» **The problem**: The lines to be copied run from the one containing "If you could indicate the horse's eye" to the end of the material below; reproduce them exactly, including both ends, and nothing more.

* START Given data *

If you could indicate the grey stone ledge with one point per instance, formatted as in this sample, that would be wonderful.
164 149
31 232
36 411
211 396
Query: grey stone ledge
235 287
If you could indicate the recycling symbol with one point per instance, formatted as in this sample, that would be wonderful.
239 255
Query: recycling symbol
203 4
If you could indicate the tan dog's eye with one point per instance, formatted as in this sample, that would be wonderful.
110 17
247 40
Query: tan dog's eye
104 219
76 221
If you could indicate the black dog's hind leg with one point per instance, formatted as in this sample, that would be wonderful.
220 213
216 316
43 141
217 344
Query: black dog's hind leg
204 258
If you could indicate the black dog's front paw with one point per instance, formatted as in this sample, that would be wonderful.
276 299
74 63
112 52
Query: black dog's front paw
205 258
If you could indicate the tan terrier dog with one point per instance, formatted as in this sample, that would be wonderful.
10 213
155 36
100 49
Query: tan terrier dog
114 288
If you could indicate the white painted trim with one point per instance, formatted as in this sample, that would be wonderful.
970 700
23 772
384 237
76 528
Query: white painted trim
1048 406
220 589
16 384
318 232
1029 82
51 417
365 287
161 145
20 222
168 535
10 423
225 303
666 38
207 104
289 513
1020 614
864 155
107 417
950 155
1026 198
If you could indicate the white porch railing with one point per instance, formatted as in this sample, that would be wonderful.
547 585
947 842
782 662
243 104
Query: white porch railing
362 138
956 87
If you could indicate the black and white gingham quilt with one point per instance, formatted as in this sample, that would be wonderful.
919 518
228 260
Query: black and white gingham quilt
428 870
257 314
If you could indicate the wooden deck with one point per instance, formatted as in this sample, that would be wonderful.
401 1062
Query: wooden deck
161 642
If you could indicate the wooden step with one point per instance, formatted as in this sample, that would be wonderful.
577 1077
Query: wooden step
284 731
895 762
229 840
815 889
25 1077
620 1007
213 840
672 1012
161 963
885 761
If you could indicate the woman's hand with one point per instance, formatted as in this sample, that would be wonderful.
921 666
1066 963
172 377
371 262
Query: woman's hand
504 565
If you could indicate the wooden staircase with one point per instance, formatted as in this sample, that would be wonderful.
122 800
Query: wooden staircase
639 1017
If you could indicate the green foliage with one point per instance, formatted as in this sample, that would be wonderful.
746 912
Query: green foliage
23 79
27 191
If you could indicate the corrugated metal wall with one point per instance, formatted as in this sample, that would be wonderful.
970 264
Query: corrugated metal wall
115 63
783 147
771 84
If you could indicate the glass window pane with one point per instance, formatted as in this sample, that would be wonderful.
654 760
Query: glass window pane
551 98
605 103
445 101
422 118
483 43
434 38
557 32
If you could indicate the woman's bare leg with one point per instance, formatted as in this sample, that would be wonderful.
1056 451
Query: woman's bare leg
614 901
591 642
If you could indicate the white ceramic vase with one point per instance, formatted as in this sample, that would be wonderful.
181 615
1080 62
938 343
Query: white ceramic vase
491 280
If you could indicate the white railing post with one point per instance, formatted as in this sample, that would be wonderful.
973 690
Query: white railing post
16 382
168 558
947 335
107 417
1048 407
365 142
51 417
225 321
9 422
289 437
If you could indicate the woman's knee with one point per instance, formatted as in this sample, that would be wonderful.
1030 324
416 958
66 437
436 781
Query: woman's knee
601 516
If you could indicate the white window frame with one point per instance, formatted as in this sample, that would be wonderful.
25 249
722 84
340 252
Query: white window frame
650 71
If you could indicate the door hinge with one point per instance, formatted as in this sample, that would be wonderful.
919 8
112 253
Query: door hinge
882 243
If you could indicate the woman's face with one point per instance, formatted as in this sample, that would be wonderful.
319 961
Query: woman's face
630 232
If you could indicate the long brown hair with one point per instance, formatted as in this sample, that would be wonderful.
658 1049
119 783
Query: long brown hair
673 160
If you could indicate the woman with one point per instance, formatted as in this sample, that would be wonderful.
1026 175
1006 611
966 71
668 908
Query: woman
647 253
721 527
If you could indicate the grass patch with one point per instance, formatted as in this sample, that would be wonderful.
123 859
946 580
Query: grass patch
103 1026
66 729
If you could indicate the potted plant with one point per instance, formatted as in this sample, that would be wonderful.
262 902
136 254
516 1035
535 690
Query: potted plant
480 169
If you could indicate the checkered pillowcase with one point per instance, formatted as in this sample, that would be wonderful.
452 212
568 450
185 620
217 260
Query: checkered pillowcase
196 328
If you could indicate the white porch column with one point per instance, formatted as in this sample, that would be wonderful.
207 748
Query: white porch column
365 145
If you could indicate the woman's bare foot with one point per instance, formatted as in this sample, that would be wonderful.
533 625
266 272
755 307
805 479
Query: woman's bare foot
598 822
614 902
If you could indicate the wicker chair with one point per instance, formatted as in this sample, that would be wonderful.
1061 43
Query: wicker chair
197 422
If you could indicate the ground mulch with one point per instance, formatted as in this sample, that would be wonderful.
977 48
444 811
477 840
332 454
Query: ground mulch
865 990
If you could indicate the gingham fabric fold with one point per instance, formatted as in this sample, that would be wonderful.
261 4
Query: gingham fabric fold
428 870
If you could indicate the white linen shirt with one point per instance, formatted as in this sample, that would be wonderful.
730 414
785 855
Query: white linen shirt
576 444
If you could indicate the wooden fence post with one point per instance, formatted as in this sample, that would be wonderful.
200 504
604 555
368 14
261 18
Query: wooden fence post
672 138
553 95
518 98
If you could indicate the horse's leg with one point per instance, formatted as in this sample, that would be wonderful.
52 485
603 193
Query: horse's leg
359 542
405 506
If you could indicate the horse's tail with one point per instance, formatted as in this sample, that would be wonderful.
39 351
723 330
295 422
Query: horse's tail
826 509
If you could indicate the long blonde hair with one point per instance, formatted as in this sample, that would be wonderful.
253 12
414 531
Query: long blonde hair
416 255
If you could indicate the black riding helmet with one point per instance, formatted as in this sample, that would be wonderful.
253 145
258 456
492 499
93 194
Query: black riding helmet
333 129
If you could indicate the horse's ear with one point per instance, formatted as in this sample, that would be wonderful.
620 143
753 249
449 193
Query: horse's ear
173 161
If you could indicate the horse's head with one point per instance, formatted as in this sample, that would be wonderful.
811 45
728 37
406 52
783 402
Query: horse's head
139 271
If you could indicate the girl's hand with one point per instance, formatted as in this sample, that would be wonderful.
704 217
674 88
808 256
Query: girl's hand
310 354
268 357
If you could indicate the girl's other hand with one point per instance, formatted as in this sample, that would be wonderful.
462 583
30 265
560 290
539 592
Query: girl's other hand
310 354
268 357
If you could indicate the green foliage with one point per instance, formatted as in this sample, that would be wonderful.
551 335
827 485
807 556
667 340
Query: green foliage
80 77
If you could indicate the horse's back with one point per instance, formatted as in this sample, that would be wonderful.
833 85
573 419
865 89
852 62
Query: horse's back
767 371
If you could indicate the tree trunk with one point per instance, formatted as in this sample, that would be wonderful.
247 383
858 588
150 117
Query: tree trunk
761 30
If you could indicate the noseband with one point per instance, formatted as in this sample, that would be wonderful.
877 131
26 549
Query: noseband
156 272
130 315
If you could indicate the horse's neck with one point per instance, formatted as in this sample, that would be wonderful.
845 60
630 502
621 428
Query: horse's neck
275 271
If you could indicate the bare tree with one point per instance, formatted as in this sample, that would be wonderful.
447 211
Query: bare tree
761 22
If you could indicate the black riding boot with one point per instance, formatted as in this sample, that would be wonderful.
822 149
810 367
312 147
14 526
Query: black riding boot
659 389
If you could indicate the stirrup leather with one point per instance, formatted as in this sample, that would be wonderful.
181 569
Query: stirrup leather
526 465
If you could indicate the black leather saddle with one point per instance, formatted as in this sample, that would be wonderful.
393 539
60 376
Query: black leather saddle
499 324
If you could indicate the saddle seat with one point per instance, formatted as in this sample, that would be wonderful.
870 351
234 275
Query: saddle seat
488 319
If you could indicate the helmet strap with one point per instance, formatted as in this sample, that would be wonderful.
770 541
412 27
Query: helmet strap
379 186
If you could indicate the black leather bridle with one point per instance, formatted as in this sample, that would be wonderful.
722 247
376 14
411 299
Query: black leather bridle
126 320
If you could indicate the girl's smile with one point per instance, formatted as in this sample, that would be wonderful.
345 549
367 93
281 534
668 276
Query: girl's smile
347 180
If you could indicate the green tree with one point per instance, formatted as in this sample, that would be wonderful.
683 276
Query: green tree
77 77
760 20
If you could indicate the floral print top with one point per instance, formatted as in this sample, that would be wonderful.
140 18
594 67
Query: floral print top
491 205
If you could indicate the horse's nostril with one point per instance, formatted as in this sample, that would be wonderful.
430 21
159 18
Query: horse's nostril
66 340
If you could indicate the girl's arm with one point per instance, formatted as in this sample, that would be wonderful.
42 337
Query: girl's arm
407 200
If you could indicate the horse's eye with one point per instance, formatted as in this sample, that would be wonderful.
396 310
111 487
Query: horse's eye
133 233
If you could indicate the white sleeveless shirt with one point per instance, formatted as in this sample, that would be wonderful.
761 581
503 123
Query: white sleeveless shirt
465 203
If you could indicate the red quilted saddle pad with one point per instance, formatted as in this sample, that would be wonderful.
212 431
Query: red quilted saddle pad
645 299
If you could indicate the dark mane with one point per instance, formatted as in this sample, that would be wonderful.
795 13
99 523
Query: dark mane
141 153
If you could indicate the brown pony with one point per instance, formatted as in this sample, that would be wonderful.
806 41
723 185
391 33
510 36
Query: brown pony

* END Given data *

» **Exercise response**:
If you could indicate the horse's eye with one point per instance, formatted as in this sample, that would be wonderful.
396 310
111 487
Query: horse's eye
133 233
If you could indicate the white sleeveless shirt with one point per instance, formatted as in this sample, that would be wonderful.
761 581
503 123
Query: white sleeveless shirt
465 203
If you could indicate the red quilted saddle pad with one point per instance, formatted as in this sample, that would be wonderful.
212 431
Query: red quilted saddle pad
645 299
If you could indicate the dark mane with one point per instance, formatted as in this sample, that would be wonderful.
795 13
99 523
Query: dark mane
141 153
If you could indicate the brown pony with one point per instance, formatted as in this sample, that would be wonderful.
806 41
723 185
391 33
510 36
Query: brown pony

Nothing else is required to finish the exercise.